*** Extract
Wish You Were Here: NQAPIA Delivers Postcards for Comprehensive Immigration Reform

 

Wish You Were Here: National LGBT Asian American Group Delivers Postcards for Comprehensive Immigration Reform

NQAPIA to deliver thousands of postcards from across the country

to the Senate in time for critical vote


Contact: Ben de Guzman

NQAPIA Co-Director for Programs E-Mail: ben_deguzman@nqapia.org Phone: 202-422-4909

Washington, DC: Today, the National Queer Asian Pacific Islander Alliance (NQAPIA) begins a weeklong drive to deliver over 2,700 postcards to the United States Senate in support of comprehensive immigration reform. Constituents from around the nation, many of whom representing Asian American, South Asian, Southeast Asian, and Pacific Islander (AAPI) lesbian, gay, bisexual, and transgender (LGBT) communities, sent these postcards in support of justice for all immigrants. The postcards are intended to coincide with a planned vote on the Senate floor for S744:  The Border Security, Economic Opportunity, and Immigration Modernization Act.   Among the Senate offices receiving postcards are:

  • Senator Charles Schumer (D-NY): The leading Democrat on the “Gang of Eight” will get a whopping 188 postcards, the biggest individual delivery, from his constituents calling for immigration reform.
  • Senator Marco Rubio (R-FL): One of the key Republicans on the “Gang of Eight” will receive postcards from Floridians calling for immigration reform.
******
*** Extracted entries
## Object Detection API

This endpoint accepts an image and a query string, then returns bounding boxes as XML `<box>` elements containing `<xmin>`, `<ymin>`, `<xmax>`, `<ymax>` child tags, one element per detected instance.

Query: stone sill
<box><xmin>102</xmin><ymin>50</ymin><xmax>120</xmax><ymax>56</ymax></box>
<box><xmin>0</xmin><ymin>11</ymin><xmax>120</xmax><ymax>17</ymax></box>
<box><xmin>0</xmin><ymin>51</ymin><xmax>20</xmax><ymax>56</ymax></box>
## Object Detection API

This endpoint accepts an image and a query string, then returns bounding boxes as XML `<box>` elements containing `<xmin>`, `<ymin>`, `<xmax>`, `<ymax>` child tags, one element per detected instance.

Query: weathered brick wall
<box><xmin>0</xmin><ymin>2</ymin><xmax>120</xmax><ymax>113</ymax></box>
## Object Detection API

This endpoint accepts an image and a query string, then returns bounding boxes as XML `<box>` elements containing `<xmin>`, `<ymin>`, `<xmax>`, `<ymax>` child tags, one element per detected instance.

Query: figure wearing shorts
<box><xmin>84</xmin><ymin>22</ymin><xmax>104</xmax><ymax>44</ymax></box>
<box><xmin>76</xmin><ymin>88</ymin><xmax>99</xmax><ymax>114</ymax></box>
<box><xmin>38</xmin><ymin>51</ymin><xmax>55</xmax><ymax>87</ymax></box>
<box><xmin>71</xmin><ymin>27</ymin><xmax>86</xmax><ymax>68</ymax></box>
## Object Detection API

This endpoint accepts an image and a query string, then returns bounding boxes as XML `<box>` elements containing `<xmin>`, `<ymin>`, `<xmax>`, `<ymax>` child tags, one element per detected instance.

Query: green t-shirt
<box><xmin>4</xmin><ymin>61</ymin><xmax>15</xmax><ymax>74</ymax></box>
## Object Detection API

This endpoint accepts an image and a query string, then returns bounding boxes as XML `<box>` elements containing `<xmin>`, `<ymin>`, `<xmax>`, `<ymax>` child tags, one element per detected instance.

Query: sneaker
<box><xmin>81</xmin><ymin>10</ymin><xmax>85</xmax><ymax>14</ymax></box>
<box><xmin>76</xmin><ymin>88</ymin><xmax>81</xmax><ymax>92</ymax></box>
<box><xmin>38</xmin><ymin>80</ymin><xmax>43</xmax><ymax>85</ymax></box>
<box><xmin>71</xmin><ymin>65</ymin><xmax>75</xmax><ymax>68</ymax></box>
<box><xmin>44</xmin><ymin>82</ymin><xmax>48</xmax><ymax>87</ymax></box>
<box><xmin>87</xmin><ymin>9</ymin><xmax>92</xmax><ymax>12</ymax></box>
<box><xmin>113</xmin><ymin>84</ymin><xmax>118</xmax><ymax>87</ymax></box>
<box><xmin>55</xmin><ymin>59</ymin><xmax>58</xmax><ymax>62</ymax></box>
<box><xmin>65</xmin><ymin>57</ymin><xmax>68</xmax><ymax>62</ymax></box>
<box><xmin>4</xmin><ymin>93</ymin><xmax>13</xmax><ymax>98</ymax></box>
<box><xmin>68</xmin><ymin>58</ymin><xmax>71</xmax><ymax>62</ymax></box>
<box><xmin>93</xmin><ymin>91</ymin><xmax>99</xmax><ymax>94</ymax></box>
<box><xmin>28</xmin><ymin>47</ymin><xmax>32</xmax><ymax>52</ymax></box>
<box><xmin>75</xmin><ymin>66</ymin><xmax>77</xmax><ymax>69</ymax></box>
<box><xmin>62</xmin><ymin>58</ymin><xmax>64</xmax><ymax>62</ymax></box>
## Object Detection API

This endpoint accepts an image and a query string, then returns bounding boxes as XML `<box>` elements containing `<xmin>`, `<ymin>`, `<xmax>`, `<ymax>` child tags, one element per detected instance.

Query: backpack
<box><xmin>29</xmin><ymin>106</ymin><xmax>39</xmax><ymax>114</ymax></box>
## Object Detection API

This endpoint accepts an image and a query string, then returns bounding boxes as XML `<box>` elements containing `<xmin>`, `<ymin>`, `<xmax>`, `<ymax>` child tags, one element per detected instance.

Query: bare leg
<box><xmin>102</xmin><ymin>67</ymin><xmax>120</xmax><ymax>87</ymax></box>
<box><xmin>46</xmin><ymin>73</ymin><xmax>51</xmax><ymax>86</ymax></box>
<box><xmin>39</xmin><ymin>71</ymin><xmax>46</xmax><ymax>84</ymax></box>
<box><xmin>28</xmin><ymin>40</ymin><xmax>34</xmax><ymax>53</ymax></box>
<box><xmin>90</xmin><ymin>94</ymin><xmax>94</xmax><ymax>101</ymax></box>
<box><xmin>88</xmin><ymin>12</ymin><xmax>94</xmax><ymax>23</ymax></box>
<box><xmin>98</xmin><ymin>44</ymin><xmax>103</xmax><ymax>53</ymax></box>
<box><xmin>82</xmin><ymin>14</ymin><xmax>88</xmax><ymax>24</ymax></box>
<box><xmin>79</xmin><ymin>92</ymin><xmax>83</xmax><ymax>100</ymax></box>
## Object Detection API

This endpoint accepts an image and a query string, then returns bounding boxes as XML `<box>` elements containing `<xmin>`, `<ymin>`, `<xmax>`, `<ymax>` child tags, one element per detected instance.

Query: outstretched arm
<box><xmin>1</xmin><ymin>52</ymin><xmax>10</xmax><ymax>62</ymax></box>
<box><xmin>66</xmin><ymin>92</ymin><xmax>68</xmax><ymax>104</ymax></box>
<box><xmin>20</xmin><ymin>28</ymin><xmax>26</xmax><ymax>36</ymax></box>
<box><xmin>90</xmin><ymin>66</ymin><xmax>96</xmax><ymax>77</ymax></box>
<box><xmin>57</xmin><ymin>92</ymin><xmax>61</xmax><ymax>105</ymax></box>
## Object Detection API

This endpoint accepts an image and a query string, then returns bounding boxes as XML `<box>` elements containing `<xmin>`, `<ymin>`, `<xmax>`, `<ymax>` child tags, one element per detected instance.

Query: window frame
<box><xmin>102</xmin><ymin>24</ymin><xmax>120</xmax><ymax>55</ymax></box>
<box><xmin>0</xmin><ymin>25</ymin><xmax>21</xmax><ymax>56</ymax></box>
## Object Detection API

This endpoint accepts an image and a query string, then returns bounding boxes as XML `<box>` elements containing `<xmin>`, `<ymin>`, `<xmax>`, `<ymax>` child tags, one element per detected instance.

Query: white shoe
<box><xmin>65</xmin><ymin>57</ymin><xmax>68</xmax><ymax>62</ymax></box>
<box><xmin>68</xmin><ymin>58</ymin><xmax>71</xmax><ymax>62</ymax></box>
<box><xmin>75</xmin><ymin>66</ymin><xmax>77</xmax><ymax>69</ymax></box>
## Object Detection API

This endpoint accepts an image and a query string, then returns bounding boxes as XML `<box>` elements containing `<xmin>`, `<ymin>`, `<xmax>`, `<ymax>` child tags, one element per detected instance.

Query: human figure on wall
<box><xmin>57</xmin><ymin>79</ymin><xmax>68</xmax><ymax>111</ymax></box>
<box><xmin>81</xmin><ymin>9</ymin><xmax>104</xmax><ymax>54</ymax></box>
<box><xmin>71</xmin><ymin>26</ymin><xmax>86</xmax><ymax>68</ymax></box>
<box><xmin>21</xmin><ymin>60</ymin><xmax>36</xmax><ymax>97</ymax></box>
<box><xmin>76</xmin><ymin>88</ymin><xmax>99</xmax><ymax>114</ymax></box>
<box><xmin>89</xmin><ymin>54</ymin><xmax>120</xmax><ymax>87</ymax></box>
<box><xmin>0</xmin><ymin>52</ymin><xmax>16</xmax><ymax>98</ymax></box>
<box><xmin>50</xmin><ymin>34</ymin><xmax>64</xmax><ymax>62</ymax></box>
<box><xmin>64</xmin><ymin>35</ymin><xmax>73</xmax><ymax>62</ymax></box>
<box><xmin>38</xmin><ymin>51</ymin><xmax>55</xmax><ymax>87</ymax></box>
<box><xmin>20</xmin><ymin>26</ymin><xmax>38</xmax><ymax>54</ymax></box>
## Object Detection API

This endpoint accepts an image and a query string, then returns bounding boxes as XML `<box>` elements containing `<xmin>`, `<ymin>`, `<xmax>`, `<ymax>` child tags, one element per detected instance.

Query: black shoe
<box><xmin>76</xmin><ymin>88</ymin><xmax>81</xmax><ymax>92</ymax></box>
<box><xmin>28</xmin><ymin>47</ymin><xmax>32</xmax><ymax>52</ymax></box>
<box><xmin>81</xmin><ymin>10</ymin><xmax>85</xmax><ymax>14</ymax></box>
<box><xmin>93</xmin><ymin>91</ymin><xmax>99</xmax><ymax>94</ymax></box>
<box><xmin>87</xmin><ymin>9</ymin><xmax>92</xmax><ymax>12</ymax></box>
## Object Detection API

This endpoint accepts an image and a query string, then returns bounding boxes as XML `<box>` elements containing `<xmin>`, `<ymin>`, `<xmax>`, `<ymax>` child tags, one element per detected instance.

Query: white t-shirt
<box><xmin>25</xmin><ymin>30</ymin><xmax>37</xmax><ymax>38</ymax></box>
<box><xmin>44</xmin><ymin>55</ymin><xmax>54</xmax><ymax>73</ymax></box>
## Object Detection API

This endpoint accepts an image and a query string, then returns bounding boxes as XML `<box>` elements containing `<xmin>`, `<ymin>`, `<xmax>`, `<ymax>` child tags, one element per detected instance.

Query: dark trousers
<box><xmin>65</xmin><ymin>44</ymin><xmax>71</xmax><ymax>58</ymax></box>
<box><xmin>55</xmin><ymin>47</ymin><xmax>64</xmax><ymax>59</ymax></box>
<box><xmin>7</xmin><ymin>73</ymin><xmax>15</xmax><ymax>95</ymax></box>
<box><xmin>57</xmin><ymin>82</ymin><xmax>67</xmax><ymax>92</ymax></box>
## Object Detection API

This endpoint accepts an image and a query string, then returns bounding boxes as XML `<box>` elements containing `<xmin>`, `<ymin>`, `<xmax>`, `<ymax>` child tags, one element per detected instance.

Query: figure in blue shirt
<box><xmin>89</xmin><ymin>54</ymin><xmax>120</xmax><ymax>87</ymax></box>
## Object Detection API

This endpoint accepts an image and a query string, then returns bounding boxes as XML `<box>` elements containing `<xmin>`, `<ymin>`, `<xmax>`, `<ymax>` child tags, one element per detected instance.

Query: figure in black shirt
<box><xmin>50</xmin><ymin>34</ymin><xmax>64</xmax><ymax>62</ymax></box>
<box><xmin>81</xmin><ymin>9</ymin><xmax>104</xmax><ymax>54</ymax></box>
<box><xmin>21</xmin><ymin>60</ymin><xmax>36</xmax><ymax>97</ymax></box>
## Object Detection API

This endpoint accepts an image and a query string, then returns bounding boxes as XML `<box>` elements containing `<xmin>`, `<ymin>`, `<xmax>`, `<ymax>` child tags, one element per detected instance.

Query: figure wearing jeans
******
Questions.
a) From the press release, quote the passage starting with "Washington, DC: Today, the" and going on through "constituents calling for immigration reform.".
b) Say whether each statement agrees with the press release, answering yes or no and quoting the words that decide it: (i) NQAPIA is delivering more than 2,700 postcards to the Senate. (ii) Senator Marco Rubio's office gets the biggest individual delivery. (iii) The postcard drive lasts a month.

Numbered responses.
a)
Washington, DC: Today, the National Queer Asian Pacific Islander Alliance (NQAPIA) begins a weeklong drive to deliver over 2,700 postcards to the United States Senate in support of comprehensive immigration reform. Constituents from around the nation, many of whom representing Asian American, South Asian, Southeast Asian, and Pacific Islander (AAPI) lesbian, gay, bisexual, and transgender (LGBT) communities, sent these postcards in support of justice for all immigrants. The postcards are intended to coincide with a planned vote on the Senate floor for S744:  The Border Security, Economic Opportunity, and Immigration Modernization Act.   Among the Senate offices receiving postcards are:

  • Senator Charles Schumer (D-NY): The leading Democrat on the “Gang of Eight” will get a whopping 188 postcards, the biggest individual delivery, from his constituents calling for immigration reform.

b)
(i) Yes: "deliver over 2,700 postcards to the United States Senate"
(ii) No: "Senator Charles Schumer (D-NY): The leading Democrat on the “Gang of Eight” will get a whopping 188 postcards, the biggest individual delivery"
(iii) No: "begins a weeklong drive"